*BRIEF*. Rewrite each of the items with "soil ground" replaced by "bare earth" and everything else unchanged, leaving out the pictures.

*DATASET*.
__________________________________________________

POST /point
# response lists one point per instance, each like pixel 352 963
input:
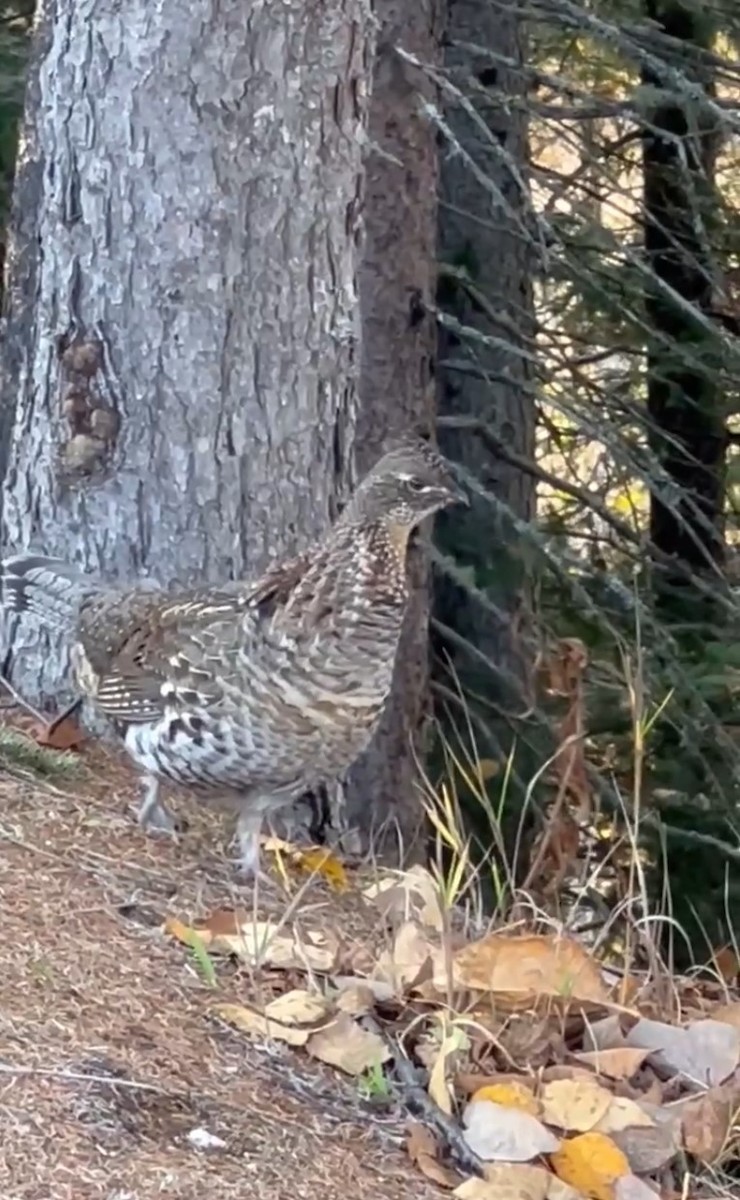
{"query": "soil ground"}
pixel 91 988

__________________________________________________

*CORRECT ANSWER*.
POST /point
# response lists one point per instance, each like pixel 352 963
input:
{"query": "bare earth"}
pixel 91 988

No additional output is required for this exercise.